**Listed records:**

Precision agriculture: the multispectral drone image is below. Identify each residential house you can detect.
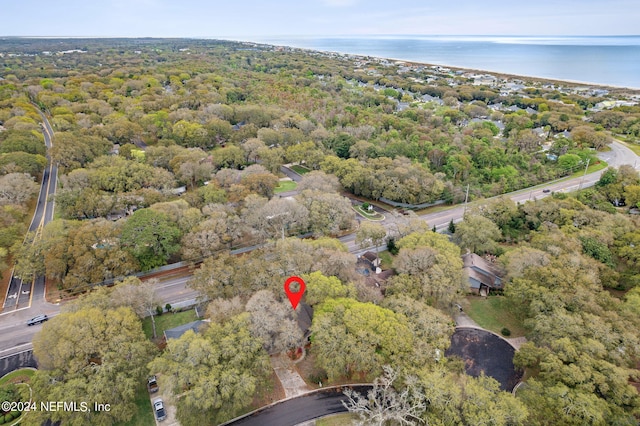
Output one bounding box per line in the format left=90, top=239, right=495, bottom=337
left=163, top=320, right=206, bottom=340
left=297, top=302, right=314, bottom=340
left=462, top=252, right=504, bottom=296
left=361, top=251, right=381, bottom=268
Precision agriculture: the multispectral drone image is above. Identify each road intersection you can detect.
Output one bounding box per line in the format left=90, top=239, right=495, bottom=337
left=0, top=139, right=638, bottom=361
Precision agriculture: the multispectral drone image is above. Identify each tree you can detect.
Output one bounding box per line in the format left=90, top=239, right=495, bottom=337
left=245, top=290, right=304, bottom=353
left=242, top=196, right=309, bottom=241
left=148, top=313, right=270, bottom=425
left=188, top=252, right=246, bottom=300
left=31, top=306, right=155, bottom=425
left=356, top=222, right=387, bottom=262
left=111, top=277, right=161, bottom=337
left=12, top=231, right=45, bottom=283
left=240, top=169, right=279, bottom=198
left=43, top=218, right=140, bottom=292
left=303, top=271, right=354, bottom=306
left=180, top=210, right=242, bottom=260
left=558, top=153, right=582, bottom=171
left=297, top=170, right=341, bottom=193
left=382, top=295, right=454, bottom=366
left=0, top=151, right=47, bottom=177
left=0, top=129, right=45, bottom=155
left=311, top=298, right=413, bottom=380
left=388, top=231, right=465, bottom=307
left=453, top=214, right=502, bottom=254
left=0, top=172, right=39, bottom=205
left=120, top=208, right=181, bottom=270
left=50, top=132, right=111, bottom=172
left=343, top=366, right=426, bottom=426
left=297, top=189, right=354, bottom=236
left=211, top=145, right=245, bottom=169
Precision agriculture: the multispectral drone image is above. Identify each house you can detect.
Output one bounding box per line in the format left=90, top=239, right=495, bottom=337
left=296, top=302, right=314, bottom=340
left=361, top=251, right=381, bottom=268
left=163, top=320, right=206, bottom=340
left=169, top=186, right=187, bottom=196
left=462, top=252, right=504, bottom=296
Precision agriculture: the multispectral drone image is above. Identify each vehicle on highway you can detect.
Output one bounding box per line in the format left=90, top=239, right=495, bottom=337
left=148, top=375, right=159, bottom=393
left=153, top=399, right=166, bottom=421
left=26, top=314, right=48, bottom=326
left=542, top=188, right=551, bottom=193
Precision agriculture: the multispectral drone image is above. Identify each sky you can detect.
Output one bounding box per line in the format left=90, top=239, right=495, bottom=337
left=3, top=0, right=639, bottom=39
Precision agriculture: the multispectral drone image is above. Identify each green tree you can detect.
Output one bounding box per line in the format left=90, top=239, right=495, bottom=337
left=120, top=208, right=181, bottom=270
left=311, top=297, right=414, bottom=380
left=303, top=271, right=354, bottom=306
left=148, top=313, right=270, bottom=425
left=453, top=214, right=502, bottom=254
left=31, top=306, right=155, bottom=426
left=558, top=153, right=582, bottom=171
left=388, top=231, right=464, bottom=307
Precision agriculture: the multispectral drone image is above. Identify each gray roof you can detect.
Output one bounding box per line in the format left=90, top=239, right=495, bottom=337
left=164, top=320, right=205, bottom=340
left=462, top=253, right=504, bottom=289
left=297, top=303, right=314, bottom=338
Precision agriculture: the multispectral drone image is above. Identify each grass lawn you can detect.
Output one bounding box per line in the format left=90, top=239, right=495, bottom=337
left=274, top=180, right=297, bottom=193
left=0, top=368, right=35, bottom=386
left=465, top=295, right=527, bottom=338
left=142, top=309, right=199, bottom=340
left=354, top=205, right=384, bottom=220
left=377, top=250, right=393, bottom=270
left=567, top=159, right=608, bottom=178
left=290, top=164, right=311, bottom=175
left=116, top=382, right=155, bottom=426
left=316, top=413, right=358, bottom=425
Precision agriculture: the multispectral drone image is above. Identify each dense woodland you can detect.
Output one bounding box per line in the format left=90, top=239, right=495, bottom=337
left=1, top=38, right=640, bottom=425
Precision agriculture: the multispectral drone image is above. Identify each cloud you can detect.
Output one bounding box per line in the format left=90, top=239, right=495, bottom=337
left=319, top=0, right=359, bottom=6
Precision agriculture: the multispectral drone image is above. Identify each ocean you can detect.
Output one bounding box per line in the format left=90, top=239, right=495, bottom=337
left=254, top=35, right=640, bottom=89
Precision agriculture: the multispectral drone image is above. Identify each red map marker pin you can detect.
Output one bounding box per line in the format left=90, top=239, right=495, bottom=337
left=284, top=276, right=306, bottom=310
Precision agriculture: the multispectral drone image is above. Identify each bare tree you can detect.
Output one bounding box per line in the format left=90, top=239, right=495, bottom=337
left=356, top=222, right=387, bottom=263
left=342, top=365, right=426, bottom=426
left=111, top=277, right=162, bottom=338
left=246, top=290, right=303, bottom=354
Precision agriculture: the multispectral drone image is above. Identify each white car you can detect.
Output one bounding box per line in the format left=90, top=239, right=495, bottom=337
left=153, top=399, right=166, bottom=422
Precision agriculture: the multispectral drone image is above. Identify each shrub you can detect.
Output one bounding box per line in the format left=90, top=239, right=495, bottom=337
left=501, top=327, right=511, bottom=336
left=387, top=237, right=399, bottom=255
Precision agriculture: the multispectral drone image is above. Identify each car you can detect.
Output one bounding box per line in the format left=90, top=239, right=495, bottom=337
left=153, top=399, right=166, bottom=422
left=542, top=188, right=551, bottom=193
left=27, top=314, right=48, bottom=326
left=147, top=375, right=159, bottom=393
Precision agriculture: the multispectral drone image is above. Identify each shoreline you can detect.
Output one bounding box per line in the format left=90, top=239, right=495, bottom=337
left=251, top=40, right=640, bottom=93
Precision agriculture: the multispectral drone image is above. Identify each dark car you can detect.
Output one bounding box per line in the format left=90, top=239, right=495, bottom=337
left=27, top=314, right=48, bottom=326
left=542, top=188, right=551, bottom=193
left=153, top=399, right=166, bottom=422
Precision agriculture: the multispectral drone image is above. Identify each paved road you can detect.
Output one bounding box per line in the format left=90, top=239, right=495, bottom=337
left=2, top=112, right=57, bottom=312
left=223, top=386, right=372, bottom=426
left=0, top=141, right=638, bottom=358
left=0, top=350, right=36, bottom=378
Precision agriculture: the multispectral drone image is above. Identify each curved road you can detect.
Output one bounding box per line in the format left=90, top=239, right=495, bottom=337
left=222, top=386, right=371, bottom=426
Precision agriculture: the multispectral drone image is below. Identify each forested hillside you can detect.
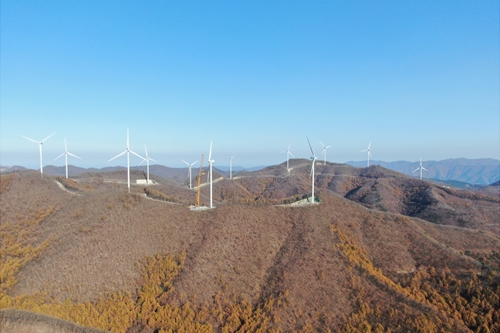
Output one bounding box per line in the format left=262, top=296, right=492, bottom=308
left=1, top=170, right=498, bottom=332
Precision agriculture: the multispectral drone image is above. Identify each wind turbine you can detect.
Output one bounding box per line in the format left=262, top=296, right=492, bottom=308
left=413, top=157, right=428, bottom=180
left=138, top=145, right=156, bottom=184
left=21, top=132, right=56, bottom=178
left=307, top=138, right=318, bottom=203
left=228, top=155, right=236, bottom=180
left=181, top=159, right=198, bottom=189
left=320, top=141, right=331, bottom=166
left=208, top=141, right=215, bottom=208
left=54, top=138, right=81, bottom=179
left=108, top=128, right=144, bottom=193
left=360, top=142, right=372, bottom=167
left=280, top=142, right=294, bottom=173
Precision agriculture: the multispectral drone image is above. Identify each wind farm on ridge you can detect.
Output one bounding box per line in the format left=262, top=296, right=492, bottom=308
left=15, top=127, right=440, bottom=210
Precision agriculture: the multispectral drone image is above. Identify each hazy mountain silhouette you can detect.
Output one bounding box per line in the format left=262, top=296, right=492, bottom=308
left=346, top=158, right=500, bottom=185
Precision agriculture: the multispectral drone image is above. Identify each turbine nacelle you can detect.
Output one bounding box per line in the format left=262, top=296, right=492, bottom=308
left=413, top=157, right=428, bottom=180
left=281, top=142, right=294, bottom=173
left=307, top=137, right=318, bottom=203
left=21, top=132, right=56, bottom=177
left=207, top=140, right=215, bottom=208
left=360, top=142, right=372, bottom=167
left=108, top=128, right=143, bottom=192
left=182, top=159, right=198, bottom=189
left=54, top=137, right=81, bottom=179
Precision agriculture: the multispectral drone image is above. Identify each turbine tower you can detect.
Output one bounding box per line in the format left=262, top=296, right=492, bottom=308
left=138, top=145, right=156, bottom=184
left=21, top=132, right=56, bottom=178
left=181, top=159, right=198, bottom=189
left=320, top=141, right=331, bottom=166
left=108, top=128, right=144, bottom=193
left=360, top=142, right=372, bottom=167
left=307, top=138, right=318, bottom=203
left=208, top=141, right=215, bottom=208
left=229, top=155, right=236, bottom=179
left=413, top=157, right=428, bottom=180
left=280, top=142, right=294, bottom=173
left=54, top=137, right=81, bottom=179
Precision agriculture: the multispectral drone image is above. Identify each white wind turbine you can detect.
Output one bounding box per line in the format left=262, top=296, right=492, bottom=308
left=208, top=141, right=215, bottom=208
left=228, top=155, right=236, bottom=180
left=21, top=132, right=56, bottom=178
left=181, top=159, right=198, bottom=189
left=108, top=128, right=144, bottom=193
left=360, top=142, right=372, bottom=167
left=320, top=141, right=331, bottom=166
left=54, top=138, right=81, bottom=179
left=307, top=138, right=318, bottom=203
left=413, top=157, right=428, bottom=180
left=138, top=145, right=156, bottom=184
left=280, top=142, right=294, bottom=173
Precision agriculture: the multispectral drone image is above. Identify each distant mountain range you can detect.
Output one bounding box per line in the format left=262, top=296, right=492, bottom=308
left=2, top=158, right=499, bottom=186
left=346, top=158, right=499, bottom=185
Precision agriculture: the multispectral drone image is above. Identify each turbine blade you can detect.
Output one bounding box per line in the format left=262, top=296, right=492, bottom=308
left=64, top=138, right=68, bottom=151
left=422, top=167, right=428, bottom=172
left=320, top=141, right=325, bottom=148
left=130, top=150, right=144, bottom=160
left=289, top=151, right=294, bottom=158
left=138, top=159, right=145, bottom=166
left=208, top=141, right=212, bottom=161
left=67, top=152, right=81, bottom=159
left=21, top=135, right=40, bottom=143
left=41, top=132, right=56, bottom=143
left=368, top=142, right=371, bottom=149
left=307, top=137, right=315, bottom=156
left=54, top=152, right=65, bottom=161
left=413, top=168, right=419, bottom=173
left=108, top=150, right=127, bottom=162
left=149, top=158, right=157, bottom=162
left=191, top=160, right=198, bottom=166
left=181, top=159, right=190, bottom=166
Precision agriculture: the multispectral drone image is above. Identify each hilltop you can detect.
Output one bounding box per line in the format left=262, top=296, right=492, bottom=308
left=1, top=165, right=499, bottom=332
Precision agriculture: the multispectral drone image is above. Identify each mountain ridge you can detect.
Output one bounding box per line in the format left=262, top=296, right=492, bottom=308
left=3, top=157, right=498, bottom=186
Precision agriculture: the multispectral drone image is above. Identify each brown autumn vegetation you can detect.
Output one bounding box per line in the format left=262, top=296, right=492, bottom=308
left=214, top=162, right=500, bottom=235
left=143, top=187, right=183, bottom=204
left=56, top=176, right=95, bottom=193
left=0, top=169, right=499, bottom=332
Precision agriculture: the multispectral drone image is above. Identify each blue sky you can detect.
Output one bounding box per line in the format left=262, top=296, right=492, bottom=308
left=1, top=1, right=499, bottom=169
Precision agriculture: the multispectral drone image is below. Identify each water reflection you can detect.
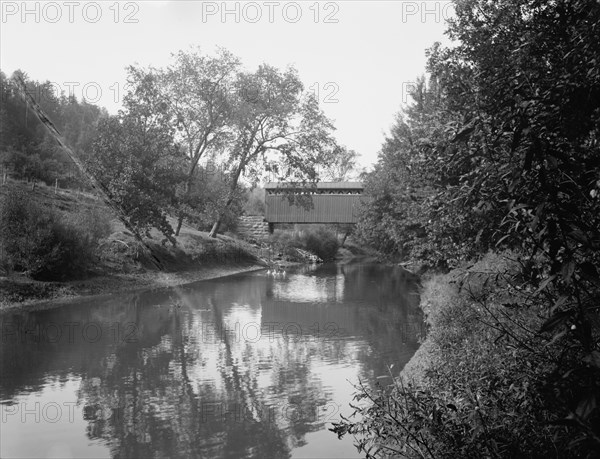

**What the task asks:** From the material above, set down exactly the lines starting at the one with "each car you can detect." and ending at the one with "dark car you can detect.", end lines included.

**Exercise response:**
Precision agriculture: the multispectral drone image is above. Identify each car you can detect.
Output one bounding box per line in the format left=90, top=239, right=495, bottom=337
left=153, top=399, right=166, bottom=422
left=542, top=188, right=551, bottom=193
left=27, top=314, right=48, bottom=326
left=147, top=375, right=159, bottom=393
Precision agriculture: the multispectral drone image is above. Identify each shoreline you can detect.
Output one bounding box per line in the format left=90, top=239, right=495, bottom=337
left=251, top=40, right=640, bottom=93
Precision agriculture: the multispectral drone image is above. Identify each dark car you can detect.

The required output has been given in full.